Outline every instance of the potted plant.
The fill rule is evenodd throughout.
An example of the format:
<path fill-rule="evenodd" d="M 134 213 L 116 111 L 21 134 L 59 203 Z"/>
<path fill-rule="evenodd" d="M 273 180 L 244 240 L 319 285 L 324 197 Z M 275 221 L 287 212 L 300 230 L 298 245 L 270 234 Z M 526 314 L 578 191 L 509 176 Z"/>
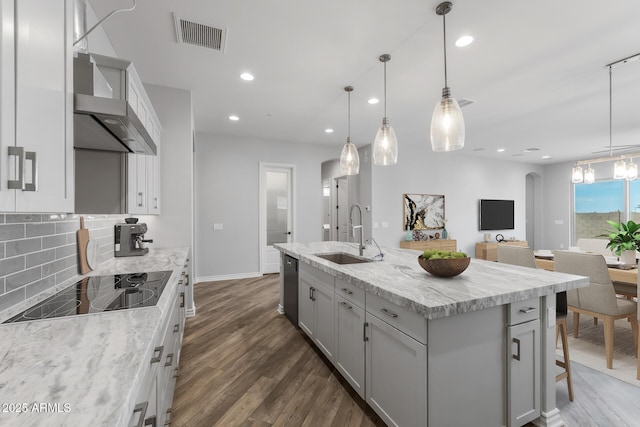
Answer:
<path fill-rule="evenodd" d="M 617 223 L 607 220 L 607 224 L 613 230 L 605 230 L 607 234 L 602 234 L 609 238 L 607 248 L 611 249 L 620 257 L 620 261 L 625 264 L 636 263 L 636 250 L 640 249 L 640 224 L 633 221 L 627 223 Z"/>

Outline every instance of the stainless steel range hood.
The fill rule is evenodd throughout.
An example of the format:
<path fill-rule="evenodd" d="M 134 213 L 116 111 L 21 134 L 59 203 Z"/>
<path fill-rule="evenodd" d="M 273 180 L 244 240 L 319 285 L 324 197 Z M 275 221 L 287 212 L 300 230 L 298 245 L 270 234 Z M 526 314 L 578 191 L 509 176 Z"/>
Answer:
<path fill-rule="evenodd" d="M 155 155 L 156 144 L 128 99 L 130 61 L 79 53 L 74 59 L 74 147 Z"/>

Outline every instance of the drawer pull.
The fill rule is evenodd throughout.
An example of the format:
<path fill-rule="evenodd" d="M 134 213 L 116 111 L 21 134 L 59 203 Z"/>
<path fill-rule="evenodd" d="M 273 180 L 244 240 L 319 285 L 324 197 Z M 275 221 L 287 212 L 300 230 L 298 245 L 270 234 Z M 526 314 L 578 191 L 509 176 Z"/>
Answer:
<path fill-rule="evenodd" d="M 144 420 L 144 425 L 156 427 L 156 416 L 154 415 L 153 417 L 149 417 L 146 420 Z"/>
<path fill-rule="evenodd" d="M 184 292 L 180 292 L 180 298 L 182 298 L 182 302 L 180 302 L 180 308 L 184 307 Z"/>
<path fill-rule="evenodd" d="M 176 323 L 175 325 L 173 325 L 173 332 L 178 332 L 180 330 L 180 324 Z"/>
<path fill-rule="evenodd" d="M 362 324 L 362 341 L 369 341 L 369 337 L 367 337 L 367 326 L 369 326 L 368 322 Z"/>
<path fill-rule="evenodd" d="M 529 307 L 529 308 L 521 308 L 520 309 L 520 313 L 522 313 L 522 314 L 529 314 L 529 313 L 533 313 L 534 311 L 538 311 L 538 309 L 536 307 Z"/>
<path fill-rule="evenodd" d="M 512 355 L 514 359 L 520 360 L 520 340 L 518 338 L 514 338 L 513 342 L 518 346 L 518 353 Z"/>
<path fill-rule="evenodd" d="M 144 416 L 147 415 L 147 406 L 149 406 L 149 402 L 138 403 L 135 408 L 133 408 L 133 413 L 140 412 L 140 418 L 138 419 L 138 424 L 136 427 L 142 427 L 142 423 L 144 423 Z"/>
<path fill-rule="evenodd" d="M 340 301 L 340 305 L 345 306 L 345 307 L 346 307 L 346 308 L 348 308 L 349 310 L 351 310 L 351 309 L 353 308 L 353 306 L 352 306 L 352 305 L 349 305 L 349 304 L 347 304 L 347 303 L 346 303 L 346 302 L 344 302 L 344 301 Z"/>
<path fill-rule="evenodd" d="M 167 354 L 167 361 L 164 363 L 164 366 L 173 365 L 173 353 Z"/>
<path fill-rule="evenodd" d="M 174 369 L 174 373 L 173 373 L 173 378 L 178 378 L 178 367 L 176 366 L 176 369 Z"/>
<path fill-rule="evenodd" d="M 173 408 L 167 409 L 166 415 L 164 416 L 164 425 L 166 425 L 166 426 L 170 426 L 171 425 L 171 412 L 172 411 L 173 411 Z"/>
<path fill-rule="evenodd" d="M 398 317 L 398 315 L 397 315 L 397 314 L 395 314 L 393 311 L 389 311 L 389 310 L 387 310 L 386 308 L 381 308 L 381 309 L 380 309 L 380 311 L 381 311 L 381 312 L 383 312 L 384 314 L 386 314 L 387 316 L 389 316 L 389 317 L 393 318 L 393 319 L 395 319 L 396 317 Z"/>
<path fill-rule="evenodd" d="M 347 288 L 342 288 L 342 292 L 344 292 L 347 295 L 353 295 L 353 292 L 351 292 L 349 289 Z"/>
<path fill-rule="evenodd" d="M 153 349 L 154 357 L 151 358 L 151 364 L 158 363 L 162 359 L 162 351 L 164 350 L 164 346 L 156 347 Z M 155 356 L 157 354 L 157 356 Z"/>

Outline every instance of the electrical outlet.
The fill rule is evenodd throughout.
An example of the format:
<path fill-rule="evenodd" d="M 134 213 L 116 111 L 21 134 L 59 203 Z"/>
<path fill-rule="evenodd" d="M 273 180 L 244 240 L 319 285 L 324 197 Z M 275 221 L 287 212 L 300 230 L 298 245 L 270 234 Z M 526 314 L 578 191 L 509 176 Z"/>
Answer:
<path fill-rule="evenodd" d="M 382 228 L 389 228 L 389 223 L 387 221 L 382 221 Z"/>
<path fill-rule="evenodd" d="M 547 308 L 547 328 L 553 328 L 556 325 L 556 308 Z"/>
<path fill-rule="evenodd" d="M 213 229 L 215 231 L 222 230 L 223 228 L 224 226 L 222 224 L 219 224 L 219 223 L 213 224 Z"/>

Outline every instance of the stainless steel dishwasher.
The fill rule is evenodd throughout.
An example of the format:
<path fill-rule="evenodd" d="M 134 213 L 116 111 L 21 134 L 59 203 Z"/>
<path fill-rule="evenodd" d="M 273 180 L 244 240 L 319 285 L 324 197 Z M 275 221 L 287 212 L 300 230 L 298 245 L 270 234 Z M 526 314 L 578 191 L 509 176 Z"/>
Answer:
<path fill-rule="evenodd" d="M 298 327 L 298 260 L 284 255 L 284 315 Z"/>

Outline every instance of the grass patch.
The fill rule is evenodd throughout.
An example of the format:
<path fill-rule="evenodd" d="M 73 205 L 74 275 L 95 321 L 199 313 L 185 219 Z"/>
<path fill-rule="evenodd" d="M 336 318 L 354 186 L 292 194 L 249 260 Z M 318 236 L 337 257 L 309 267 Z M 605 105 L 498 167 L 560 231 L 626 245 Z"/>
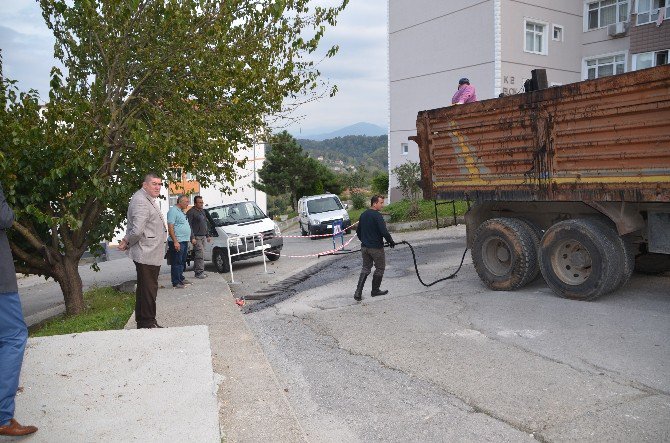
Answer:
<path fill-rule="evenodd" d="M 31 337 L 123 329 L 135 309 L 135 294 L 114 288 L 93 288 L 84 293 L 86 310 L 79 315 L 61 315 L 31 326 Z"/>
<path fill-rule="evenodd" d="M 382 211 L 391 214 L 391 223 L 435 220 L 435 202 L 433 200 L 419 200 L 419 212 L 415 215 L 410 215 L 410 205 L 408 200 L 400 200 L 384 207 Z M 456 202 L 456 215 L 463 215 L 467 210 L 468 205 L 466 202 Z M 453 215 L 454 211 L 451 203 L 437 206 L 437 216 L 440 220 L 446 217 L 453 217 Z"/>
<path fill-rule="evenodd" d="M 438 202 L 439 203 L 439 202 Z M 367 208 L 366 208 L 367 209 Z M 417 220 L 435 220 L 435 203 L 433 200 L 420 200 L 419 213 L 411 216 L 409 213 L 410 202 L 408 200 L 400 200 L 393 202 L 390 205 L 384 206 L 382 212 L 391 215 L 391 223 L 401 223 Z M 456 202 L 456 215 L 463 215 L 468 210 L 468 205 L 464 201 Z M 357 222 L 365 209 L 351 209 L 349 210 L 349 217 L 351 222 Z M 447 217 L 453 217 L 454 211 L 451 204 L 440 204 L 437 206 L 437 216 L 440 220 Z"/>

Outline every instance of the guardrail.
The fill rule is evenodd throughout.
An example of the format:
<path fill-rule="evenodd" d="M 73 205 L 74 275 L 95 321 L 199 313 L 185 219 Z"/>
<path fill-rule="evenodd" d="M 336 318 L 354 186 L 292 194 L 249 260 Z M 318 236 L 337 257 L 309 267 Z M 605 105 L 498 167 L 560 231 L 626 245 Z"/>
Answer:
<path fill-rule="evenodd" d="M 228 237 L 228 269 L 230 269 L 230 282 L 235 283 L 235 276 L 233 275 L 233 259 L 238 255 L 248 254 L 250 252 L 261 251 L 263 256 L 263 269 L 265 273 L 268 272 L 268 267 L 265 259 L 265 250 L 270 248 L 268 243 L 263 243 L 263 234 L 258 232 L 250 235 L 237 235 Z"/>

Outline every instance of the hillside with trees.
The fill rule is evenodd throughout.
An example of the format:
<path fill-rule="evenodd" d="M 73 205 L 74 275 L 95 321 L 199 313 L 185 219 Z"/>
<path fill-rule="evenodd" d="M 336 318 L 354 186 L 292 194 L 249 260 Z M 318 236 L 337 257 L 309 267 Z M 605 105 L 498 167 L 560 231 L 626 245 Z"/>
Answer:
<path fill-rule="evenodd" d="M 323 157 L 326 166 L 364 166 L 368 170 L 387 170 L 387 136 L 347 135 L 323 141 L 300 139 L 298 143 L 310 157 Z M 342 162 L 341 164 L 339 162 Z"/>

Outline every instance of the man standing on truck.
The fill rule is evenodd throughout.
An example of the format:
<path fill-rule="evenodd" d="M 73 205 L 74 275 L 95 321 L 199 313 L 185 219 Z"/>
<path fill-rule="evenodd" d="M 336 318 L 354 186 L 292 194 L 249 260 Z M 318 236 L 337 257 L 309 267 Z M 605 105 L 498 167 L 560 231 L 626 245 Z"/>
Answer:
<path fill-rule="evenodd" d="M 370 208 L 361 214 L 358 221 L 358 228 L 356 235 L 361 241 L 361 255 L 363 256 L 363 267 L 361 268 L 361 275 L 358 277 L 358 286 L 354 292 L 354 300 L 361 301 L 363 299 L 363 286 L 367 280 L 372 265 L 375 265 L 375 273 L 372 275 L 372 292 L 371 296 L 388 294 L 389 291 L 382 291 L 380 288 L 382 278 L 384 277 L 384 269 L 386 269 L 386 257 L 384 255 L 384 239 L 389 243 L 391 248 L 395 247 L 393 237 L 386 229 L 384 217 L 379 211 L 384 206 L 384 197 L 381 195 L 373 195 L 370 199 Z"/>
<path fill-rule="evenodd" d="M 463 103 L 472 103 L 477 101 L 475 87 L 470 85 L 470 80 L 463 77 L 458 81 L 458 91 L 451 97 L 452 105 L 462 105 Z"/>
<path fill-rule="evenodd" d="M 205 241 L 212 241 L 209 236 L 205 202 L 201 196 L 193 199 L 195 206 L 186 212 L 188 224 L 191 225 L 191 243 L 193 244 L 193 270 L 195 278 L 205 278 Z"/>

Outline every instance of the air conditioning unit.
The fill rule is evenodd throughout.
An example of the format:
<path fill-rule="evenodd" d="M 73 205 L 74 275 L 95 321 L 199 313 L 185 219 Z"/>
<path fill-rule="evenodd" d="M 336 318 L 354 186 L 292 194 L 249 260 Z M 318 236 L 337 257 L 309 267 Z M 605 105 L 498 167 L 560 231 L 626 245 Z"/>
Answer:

---

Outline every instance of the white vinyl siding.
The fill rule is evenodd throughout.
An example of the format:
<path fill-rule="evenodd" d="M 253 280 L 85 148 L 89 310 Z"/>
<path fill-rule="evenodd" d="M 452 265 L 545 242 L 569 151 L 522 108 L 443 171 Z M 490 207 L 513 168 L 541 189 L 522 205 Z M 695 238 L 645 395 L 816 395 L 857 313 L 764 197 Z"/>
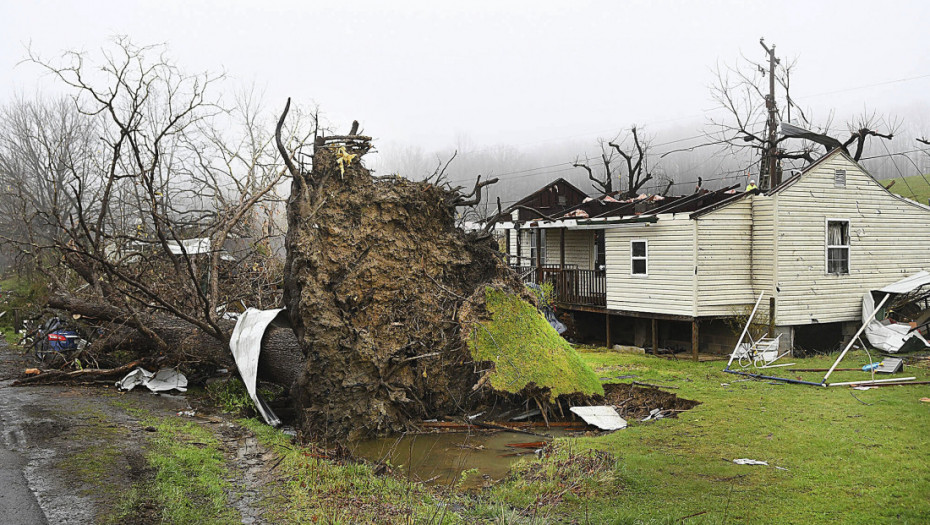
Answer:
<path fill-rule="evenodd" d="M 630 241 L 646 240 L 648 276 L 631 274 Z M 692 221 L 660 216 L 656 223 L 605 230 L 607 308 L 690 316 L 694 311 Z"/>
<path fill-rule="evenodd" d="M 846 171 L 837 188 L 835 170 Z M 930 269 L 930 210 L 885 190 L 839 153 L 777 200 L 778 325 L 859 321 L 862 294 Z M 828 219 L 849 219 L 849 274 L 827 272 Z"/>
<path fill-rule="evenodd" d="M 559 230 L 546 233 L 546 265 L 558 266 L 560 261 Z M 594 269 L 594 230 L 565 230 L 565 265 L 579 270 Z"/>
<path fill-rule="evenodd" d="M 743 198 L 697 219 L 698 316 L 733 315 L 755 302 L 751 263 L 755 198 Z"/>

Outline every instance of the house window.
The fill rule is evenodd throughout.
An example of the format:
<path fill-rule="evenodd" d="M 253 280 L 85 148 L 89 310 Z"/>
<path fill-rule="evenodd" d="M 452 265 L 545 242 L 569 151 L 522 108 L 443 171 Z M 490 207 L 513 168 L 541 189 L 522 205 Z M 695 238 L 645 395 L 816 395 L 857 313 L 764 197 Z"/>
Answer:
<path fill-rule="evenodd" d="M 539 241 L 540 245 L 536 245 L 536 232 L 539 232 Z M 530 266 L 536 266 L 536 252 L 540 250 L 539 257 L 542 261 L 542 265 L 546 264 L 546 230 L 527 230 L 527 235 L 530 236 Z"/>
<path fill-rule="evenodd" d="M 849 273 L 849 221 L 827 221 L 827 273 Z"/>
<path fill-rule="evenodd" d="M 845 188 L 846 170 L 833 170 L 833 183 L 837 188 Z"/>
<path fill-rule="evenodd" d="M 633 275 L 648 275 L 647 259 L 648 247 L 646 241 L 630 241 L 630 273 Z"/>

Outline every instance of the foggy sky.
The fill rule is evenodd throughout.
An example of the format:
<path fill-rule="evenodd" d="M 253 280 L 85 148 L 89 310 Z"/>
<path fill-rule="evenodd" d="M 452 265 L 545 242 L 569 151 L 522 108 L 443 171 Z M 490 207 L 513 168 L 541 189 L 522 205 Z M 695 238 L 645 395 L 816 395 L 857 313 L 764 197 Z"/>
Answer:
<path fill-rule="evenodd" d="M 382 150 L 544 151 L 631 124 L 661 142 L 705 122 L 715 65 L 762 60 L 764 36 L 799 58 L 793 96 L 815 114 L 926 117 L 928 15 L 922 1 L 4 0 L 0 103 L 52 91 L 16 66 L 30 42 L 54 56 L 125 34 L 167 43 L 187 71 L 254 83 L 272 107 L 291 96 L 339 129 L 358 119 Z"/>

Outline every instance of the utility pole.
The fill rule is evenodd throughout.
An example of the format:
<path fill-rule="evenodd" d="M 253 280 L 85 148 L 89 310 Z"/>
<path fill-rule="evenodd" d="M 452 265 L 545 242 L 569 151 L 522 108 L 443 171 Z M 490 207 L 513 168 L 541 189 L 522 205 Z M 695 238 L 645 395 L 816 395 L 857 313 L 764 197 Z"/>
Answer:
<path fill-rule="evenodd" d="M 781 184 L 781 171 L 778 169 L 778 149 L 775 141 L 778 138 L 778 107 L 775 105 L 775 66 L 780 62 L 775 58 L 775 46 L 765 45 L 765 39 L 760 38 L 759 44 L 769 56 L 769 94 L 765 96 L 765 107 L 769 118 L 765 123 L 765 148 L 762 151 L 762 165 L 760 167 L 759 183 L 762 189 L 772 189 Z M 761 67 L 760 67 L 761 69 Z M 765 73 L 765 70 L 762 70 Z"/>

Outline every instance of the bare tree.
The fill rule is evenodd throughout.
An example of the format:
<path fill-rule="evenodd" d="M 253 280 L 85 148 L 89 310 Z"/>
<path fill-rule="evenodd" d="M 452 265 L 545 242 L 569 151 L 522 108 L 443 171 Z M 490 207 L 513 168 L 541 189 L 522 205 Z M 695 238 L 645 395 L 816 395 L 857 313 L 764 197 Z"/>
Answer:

--

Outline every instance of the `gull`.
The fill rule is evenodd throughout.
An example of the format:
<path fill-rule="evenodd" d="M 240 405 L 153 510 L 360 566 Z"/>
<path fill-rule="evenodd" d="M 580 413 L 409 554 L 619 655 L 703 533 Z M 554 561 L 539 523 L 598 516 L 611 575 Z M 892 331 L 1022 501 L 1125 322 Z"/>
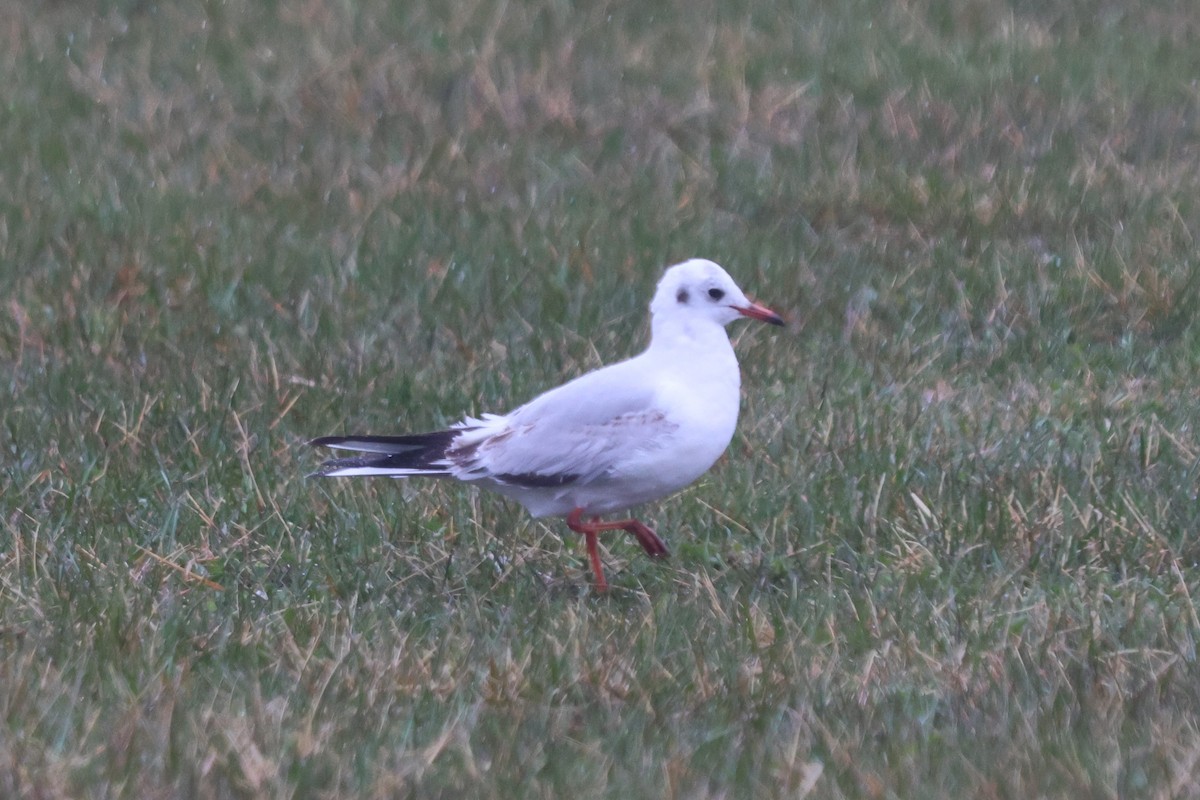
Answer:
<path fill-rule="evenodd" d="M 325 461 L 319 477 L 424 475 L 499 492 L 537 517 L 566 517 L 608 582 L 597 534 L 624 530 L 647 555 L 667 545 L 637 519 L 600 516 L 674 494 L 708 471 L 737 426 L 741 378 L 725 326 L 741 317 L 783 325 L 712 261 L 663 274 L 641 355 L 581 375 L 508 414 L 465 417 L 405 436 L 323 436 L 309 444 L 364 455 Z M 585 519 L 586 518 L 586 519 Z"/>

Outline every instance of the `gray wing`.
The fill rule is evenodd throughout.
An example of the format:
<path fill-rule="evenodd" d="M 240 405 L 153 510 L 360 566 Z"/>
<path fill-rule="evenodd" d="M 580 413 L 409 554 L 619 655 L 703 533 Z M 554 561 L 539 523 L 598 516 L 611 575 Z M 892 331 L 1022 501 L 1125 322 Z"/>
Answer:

--- Problem description ---
Only the number of lines in the data that hold "steel" should be stated.

--- Expected answer ---
2